- [Work instructions] Once you have read the records, write them out again exactly.
------ Data for the task ------
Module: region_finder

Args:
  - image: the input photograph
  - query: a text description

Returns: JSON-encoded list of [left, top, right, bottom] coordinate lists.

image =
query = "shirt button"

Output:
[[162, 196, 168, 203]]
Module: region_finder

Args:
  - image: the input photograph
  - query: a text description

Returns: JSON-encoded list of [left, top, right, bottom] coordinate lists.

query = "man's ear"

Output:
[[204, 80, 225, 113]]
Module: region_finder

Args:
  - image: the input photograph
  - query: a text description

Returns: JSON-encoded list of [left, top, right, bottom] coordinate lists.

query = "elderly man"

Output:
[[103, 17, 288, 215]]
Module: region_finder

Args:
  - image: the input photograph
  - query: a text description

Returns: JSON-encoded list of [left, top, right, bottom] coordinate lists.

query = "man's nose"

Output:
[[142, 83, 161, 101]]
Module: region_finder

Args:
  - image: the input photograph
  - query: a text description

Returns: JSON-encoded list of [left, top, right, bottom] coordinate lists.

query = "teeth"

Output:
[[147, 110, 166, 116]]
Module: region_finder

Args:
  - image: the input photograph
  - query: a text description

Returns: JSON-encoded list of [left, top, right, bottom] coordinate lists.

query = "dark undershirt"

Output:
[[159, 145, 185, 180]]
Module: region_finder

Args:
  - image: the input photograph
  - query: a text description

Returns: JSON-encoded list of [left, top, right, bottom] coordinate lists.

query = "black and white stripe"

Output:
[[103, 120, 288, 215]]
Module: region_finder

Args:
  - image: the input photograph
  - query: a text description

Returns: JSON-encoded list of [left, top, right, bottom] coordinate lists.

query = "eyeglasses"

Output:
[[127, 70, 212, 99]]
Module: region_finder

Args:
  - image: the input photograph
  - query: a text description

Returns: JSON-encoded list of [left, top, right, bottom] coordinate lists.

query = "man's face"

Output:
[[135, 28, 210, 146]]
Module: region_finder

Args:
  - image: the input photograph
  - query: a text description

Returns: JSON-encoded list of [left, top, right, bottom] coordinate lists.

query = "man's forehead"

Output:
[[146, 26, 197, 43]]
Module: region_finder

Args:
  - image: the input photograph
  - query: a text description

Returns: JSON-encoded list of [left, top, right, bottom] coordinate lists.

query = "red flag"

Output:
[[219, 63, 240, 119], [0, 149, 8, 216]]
------
- [Answer to this problem]
Module: region_finder

Args:
  - image: the input photograph
  - query: a text description

Returns: JSON-encoded list of [left, top, right, bottom] coordinate lists.

image =
query = "shirt button"

Output:
[[162, 196, 168, 203]]
Module: region_finder

Args:
  - image: the input photograph
  - query: a text description

Returns: JSON-encoded list of [left, top, right, bottom] coordinate lists.

query = "man's ear"

Output:
[[204, 80, 225, 113]]
Module: region_finder

Args:
  - image: the input photograph
  - query: a text description

Returns: JSON-encoded list of [left, top, right, bottom] coordinate lists.

query = "elderly man"

Output:
[[103, 17, 288, 215]]
Module: region_finder

Args:
  - image: the input photograph
  - query: a text description

Returns: JSON-encoded list of [left, top, right, bottom] coordinate lists.

query = "man's nose"

Output:
[[142, 83, 161, 101]]
Module: region_finder

Args:
  - image: the input photograph
  - query: a text description

Returns: JSON-encoded list of [left, top, right, bottom] coordinate lists.

query = "teeth"

Output:
[[147, 110, 166, 116]]
Module: region_finder

Args:
  - image: the input photograph
  - query: a text description

Returns: JSON-encoded list of [left, top, right, bottom] coordinate lists.

query = "dark undershirt"

Output:
[[159, 145, 185, 180]]
Module: region_finder

Args:
  - image: the input photograph
  - query: a text description

Returns: JSON-encoded list of [left, top, right, bottom] coordinate lists.

query = "black and white stripe"

Output:
[[103, 120, 288, 215]]
Module: region_finder

Args:
  - image: the input photograph
  - query: a text description

Returns: JSON-encoded list of [left, top, right, bottom] coordinate lists.

query = "eyeglasses"

Output:
[[127, 70, 212, 99]]
Module: region_finder

Args:
  - image: the input photograph
  - query: a text description

Returns: JSON-encoded list of [left, top, right, bottom] coordinate lists.

query = "man's face"

Output:
[[135, 28, 210, 146]]
Module: region_finder

Args:
  - image: the input photograph
  - query: a text description

Returns: JSON-encoded list of [left, top, right, bottom] coordinate lists.

query = "man's forehead"

Output:
[[146, 26, 197, 43]]
Module: region_finder

Args:
  - image: the input photograph
  - query: a text description

Returns: JSON-encoded list of [left, top, right, bottom] coordinate lists.

query = "red flag"

Output:
[[219, 63, 240, 119], [0, 149, 8, 216]]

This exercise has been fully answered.